LESETEXT:
--------------------------------------------------
Neben den eine Million Impfdosen aus China hat Serbien 40.000 Dosen Sputnik V und 30.000 Dosen des deutschen Unternehmens Biontech erhalten. Vucic kündigte kürzlich an, vor März bekomme Serbien eine Million weitere Impfdosen von "Freunden".
"Ob sie aus China, den USA oder der EU kommen ist uns egal", sagte Premierministerin Ana Brnabic der BBC: "So lange sie sicher sind und wir sie so schnell wie möglich kriegen."
Die Impfstoffe für die Impfkampagne (neben Pfizer/Biontech) hat Präsident Aleksandar Vučić bei seinen Freunden in China und Russland bestellen lassen. Und er wird nicht müde, das auch zu betonen und sich damit vom Rest Europas abzuheben. Während die Union sich mit Lieferschwierigkeiten herumschlagen und seine Impfpläne immer wieder anpassen muss, impft Serbien munter weiter. Mittlerweile fragen sogar Serben und Nicht-Serben aus anderen Ländern an, ob und wie sie in Serbien zu einer Impfung kommen können. Bessere PR kann Vučić nicht bekommen.
--------------------------------------------------
BEREITGESTELLTE DATEN:
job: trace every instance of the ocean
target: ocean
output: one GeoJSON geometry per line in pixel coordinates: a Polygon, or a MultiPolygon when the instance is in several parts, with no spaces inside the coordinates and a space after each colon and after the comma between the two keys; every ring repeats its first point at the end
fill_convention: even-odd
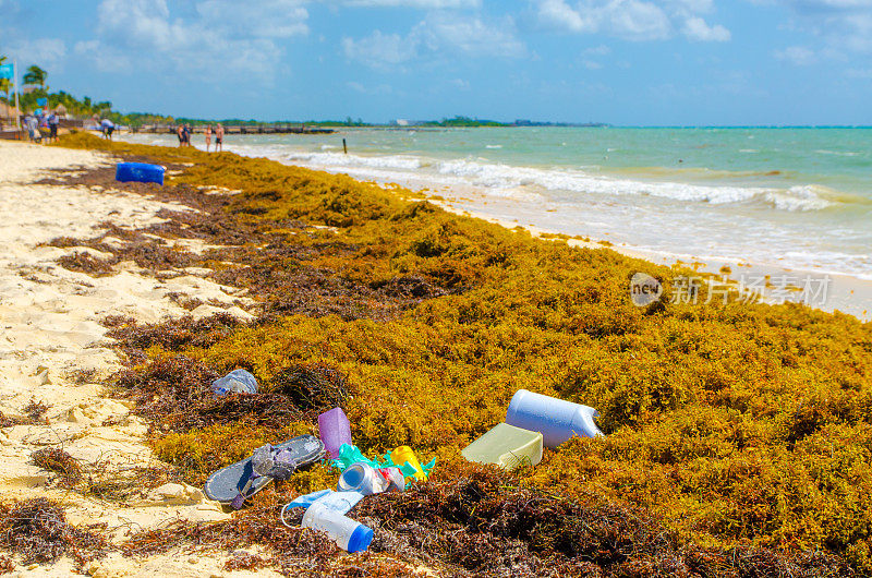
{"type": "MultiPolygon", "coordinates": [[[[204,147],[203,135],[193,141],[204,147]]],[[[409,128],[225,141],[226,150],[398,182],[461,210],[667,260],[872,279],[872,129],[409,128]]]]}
--------------------------------------------------
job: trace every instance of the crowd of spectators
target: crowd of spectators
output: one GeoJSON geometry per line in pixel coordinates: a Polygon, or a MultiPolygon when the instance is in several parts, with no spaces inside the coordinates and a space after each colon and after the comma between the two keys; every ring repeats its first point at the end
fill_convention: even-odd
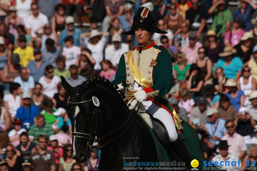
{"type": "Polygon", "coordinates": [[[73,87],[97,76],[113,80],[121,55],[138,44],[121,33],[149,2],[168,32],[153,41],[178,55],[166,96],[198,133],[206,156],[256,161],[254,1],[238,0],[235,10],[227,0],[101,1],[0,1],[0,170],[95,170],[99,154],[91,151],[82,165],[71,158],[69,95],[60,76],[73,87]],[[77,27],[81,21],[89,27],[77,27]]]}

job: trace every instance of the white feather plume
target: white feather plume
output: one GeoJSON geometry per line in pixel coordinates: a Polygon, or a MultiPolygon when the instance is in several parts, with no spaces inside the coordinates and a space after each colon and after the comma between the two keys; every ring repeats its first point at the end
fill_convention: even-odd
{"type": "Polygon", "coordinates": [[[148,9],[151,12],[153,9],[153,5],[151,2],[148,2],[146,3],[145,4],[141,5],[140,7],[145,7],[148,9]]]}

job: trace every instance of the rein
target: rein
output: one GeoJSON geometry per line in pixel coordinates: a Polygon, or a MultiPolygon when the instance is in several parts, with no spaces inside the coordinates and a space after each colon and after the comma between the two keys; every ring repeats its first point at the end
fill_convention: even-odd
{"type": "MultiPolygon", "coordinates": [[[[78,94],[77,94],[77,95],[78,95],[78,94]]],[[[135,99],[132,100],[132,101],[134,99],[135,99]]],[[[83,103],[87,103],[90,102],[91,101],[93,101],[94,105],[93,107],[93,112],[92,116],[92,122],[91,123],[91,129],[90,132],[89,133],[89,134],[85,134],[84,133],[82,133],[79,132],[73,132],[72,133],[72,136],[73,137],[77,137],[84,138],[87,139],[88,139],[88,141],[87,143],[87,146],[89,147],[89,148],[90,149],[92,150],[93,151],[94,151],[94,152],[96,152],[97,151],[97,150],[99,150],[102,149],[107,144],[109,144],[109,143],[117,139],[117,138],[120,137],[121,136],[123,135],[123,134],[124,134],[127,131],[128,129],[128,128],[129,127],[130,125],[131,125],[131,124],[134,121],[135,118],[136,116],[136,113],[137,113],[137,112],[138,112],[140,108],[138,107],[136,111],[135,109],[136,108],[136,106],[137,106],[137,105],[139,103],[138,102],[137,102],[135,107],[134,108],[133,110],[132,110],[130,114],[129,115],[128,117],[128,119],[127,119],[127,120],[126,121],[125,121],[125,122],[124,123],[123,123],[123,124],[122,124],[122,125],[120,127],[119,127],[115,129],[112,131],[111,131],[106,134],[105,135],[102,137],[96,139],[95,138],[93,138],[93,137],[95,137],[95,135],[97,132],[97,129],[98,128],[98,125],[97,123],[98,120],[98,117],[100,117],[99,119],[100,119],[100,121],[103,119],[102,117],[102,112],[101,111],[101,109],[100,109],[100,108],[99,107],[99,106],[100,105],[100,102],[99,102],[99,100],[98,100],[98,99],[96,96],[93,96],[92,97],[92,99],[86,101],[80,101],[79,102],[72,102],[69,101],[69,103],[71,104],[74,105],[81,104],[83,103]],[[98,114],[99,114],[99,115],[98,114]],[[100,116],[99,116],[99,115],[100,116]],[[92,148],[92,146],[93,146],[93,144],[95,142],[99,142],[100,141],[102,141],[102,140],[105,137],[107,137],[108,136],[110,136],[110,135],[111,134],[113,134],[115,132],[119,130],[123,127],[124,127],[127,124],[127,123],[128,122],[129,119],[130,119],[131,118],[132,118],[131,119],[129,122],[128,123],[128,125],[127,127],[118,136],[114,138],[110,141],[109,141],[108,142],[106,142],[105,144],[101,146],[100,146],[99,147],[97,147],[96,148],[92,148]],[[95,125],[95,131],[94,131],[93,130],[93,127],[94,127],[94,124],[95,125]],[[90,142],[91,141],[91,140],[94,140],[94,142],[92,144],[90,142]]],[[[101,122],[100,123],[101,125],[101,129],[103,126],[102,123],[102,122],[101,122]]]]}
--------------------------------------------------
ARBEITSAUFTRAG: Führe den Lesetext über Serbiens Impfkampagne im Anschluss an seinen letzten Satz fort.

LÖSUNG:
Geopolitik
Das erklärte Ziel des Präsidenten ist es, mehr Impfdosen nach Serbien zu bringen, als für die sieben Millionen Einwohner nötig wären. Außerdem plant er, den russischen Sputnik-V-Impfstoff in Serbien produzieren zu lassen. „Er kann die Immunisierung für geopolitische Zwecke benutzen“, sagt Faruk Ajeti vom Österreichischen Institut für internationale Politik (oiip) in Wien. „Wenn die serbische Bevölkerung geimpft ist, wird er sich in der Region als Retter positionieren“ und sich etwa an die serbischen Minderheiten in Kosovo und Bosnien wenden.
In einem Interview mit euronews hat Vučić jüngst davon gesprochen, den Nachbarn - angefangen bei Nordmazedonien - Impfstoffe "spenden" zu wollen: "Wir brauchen unsere Nachbarn genauso geschützt wie wir es sind."
Für Millionen Bürger der anderen Staaten am Westbalkan heißt es derzeit noch "bitte warten". Die Impfkampagnen gingen bis jetzt nur schleppend voran. In Bosnien kam bis vorige Woche kein einziger Impfstoff an. Heute wurden die ersten Ärzte und Krankenpfleger geimpft - in der Republika Srpska mit Sputnik V.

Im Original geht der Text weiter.